» EXERCISE DESCRIPTION
Go through the entries below and copy each line containing the word "with".

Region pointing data
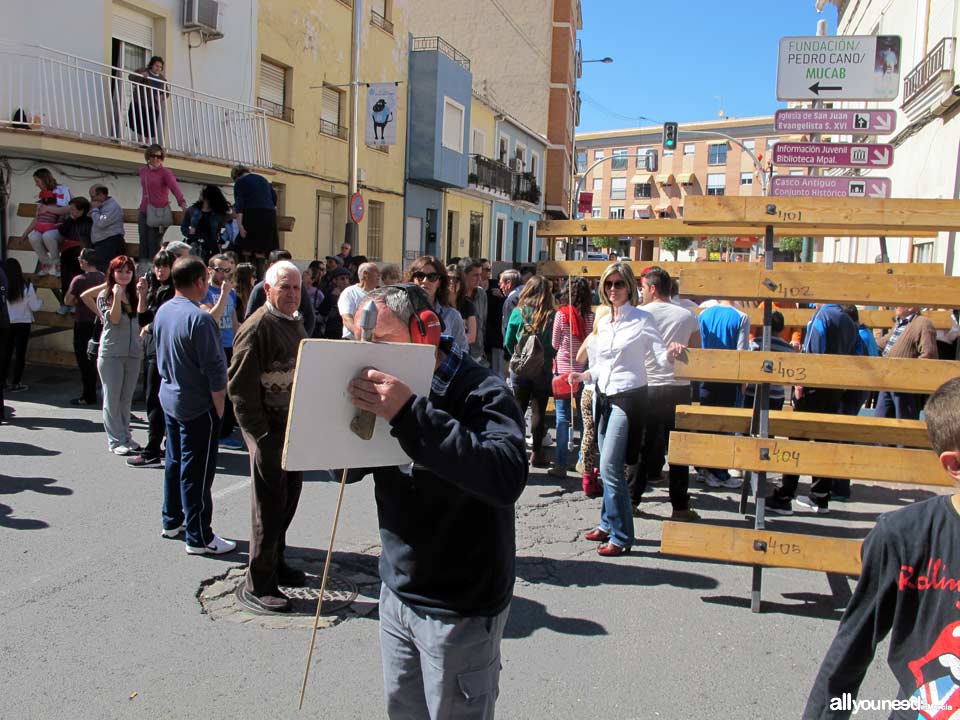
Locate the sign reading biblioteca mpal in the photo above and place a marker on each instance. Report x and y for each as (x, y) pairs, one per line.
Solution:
(842, 67)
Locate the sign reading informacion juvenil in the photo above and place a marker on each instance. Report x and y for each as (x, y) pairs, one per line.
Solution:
(813, 186)
(833, 155)
(850, 67)
(853, 122)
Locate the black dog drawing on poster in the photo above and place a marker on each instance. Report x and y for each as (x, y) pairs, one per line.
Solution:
(381, 116)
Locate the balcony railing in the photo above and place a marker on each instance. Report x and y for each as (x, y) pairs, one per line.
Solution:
(272, 109)
(440, 45)
(380, 21)
(60, 94)
(937, 61)
(331, 128)
(490, 174)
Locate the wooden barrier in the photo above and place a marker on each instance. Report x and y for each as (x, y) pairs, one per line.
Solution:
(808, 426)
(748, 546)
(836, 371)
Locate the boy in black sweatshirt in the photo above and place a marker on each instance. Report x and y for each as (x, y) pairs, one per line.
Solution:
(909, 588)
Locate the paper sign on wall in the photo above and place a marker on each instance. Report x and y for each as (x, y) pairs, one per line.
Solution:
(318, 425)
(381, 114)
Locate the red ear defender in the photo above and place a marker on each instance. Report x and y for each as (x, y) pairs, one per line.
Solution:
(425, 328)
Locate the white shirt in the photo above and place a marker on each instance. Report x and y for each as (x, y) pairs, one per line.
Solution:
(348, 303)
(622, 348)
(676, 324)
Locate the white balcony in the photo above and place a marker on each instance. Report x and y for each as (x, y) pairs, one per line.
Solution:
(51, 92)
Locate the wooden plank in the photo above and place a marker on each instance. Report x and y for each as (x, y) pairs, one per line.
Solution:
(769, 548)
(898, 217)
(866, 430)
(833, 371)
(802, 457)
(655, 227)
(285, 223)
(595, 268)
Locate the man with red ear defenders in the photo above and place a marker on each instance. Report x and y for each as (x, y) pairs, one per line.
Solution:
(469, 467)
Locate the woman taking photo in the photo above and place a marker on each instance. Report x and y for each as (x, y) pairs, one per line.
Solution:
(572, 324)
(534, 313)
(625, 339)
(118, 360)
(429, 273)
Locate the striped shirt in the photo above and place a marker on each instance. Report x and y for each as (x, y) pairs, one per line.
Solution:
(562, 339)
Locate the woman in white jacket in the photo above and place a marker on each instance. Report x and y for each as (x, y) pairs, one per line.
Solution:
(624, 339)
(22, 302)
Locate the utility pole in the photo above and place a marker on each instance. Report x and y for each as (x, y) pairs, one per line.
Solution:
(352, 233)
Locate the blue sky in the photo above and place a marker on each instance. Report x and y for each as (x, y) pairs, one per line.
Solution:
(673, 59)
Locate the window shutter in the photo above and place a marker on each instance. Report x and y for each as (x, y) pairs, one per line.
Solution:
(331, 106)
(272, 79)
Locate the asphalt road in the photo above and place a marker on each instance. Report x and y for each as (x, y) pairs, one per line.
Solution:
(100, 617)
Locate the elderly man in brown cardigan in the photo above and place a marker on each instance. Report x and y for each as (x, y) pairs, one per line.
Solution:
(913, 336)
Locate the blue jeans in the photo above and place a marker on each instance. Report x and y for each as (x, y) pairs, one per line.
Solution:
(616, 516)
(191, 463)
(565, 422)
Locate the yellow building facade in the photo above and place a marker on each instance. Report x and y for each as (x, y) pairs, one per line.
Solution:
(303, 51)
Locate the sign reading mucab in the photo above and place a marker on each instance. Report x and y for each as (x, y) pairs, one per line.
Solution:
(842, 67)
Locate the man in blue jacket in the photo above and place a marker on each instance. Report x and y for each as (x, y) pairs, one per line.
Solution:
(446, 523)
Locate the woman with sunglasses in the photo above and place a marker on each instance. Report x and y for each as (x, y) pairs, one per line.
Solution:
(429, 273)
(118, 360)
(626, 340)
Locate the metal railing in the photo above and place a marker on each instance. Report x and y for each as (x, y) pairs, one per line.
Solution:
(272, 109)
(938, 60)
(380, 21)
(53, 92)
(331, 128)
(440, 45)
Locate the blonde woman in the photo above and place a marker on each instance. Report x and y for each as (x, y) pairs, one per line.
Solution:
(625, 339)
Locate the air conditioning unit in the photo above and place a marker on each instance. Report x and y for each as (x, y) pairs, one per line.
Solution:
(202, 15)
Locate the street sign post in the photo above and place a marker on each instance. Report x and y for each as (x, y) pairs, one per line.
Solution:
(849, 67)
(847, 122)
(813, 186)
(833, 155)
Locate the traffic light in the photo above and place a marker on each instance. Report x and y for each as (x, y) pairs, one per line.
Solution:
(670, 136)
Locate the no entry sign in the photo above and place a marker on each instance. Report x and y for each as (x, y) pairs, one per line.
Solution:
(853, 122)
(844, 67)
(833, 155)
(807, 186)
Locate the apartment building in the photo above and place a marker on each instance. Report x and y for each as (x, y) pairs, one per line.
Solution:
(537, 85)
(611, 165)
(926, 161)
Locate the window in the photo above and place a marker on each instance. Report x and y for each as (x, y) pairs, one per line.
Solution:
(330, 113)
(581, 160)
(479, 142)
(452, 125)
(274, 95)
(717, 154)
(620, 159)
(716, 183)
(618, 188)
(375, 230)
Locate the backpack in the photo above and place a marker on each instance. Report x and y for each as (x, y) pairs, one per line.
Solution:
(528, 357)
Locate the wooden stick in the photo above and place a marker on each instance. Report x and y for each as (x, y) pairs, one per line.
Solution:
(323, 585)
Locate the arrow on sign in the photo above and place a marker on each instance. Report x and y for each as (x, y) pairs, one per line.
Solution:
(817, 87)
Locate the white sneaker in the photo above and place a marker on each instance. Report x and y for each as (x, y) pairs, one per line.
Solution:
(217, 546)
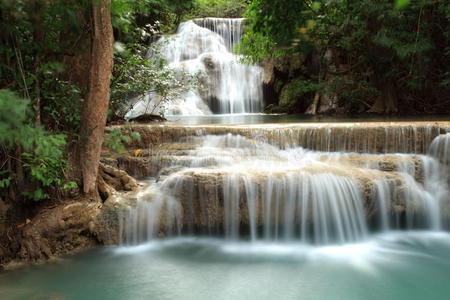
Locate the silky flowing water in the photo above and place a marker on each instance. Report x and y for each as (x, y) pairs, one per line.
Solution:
(235, 208)
(391, 266)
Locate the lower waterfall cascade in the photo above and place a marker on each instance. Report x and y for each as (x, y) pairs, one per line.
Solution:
(251, 188)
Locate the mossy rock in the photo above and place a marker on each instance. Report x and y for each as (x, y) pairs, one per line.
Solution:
(293, 91)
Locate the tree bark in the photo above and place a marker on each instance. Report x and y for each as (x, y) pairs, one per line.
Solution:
(96, 104)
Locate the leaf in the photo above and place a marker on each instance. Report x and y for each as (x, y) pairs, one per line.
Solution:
(400, 4)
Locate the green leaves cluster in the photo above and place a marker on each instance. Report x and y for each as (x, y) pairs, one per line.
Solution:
(41, 154)
(219, 8)
(403, 44)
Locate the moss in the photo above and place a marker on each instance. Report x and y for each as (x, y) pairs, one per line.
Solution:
(293, 91)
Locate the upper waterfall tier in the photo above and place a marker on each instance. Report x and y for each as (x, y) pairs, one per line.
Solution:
(204, 46)
(311, 182)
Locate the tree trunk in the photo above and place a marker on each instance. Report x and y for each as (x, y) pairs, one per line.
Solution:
(96, 104)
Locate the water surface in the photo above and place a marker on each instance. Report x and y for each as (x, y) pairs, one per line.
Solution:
(398, 265)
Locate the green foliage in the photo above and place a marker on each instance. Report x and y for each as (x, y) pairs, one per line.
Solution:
(129, 15)
(14, 113)
(403, 44)
(117, 139)
(272, 27)
(134, 76)
(46, 164)
(297, 89)
(219, 8)
(43, 153)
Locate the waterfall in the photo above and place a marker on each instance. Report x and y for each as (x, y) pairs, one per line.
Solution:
(205, 46)
(245, 188)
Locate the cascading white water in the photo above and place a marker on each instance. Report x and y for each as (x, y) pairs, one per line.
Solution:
(244, 188)
(204, 46)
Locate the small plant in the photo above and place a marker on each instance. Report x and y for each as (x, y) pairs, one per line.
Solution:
(116, 140)
(47, 165)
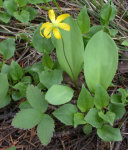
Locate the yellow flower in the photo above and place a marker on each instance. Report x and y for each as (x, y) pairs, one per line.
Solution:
(54, 25)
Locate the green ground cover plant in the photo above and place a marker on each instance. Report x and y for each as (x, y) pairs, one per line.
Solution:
(79, 47)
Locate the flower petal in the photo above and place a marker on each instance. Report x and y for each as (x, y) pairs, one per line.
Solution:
(62, 17)
(64, 26)
(51, 15)
(56, 33)
(44, 25)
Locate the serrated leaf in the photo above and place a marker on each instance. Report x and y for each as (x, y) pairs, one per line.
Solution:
(4, 85)
(66, 113)
(85, 100)
(26, 118)
(101, 98)
(49, 78)
(23, 16)
(16, 72)
(36, 98)
(83, 20)
(119, 110)
(10, 6)
(101, 61)
(78, 119)
(45, 129)
(93, 118)
(41, 44)
(108, 117)
(59, 94)
(7, 48)
(109, 134)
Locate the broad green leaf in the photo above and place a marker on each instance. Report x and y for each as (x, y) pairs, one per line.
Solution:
(59, 94)
(78, 119)
(36, 98)
(108, 117)
(41, 44)
(21, 87)
(100, 61)
(4, 17)
(125, 43)
(70, 49)
(21, 3)
(93, 118)
(16, 72)
(87, 129)
(25, 105)
(23, 16)
(7, 48)
(38, 1)
(45, 129)
(83, 20)
(109, 134)
(66, 113)
(27, 118)
(10, 6)
(6, 100)
(32, 12)
(49, 78)
(119, 110)
(47, 61)
(11, 148)
(101, 98)
(3, 86)
(85, 100)
(108, 12)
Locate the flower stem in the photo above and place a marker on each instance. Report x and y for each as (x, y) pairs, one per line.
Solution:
(75, 82)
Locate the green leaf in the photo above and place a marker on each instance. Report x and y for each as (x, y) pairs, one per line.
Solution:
(11, 148)
(85, 100)
(109, 134)
(16, 72)
(38, 1)
(108, 117)
(101, 61)
(49, 78)
(45, 129)
(4, 17)
(125, 43)
(23, 16)
(87, 129)
(78, 119)
(32, 12)
(4, 85)
(119, 110)
(21, 3)
(59, 94)
(7, 48)
(5, 101)
(108, 13)
(47, 61)
(101, 98)
(83, 20)
(10, 6)
(66, 113)
(36, 98)
(41, 44)
(27, 119)
(93, 118)
(70, 49)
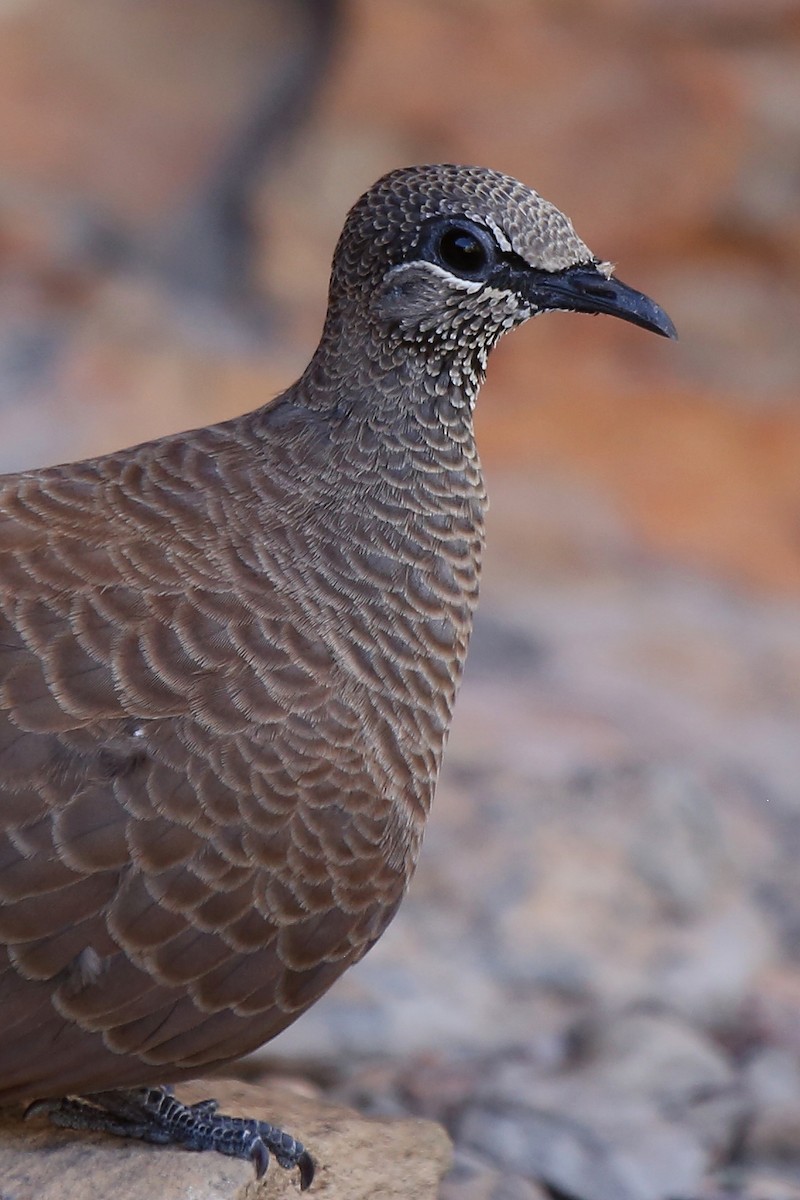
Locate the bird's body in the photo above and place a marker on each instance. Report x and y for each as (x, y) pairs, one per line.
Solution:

» ANSWER SECTION
Locate the man with red ear defenders in the photo above and place a marker on each instance. Report x and y for each as (x, y) pairs, one per line.
Locate the woman with sunglasses in the photo above and place a marker on each instance. Report x and y for each as (x, y) pairs, one per line.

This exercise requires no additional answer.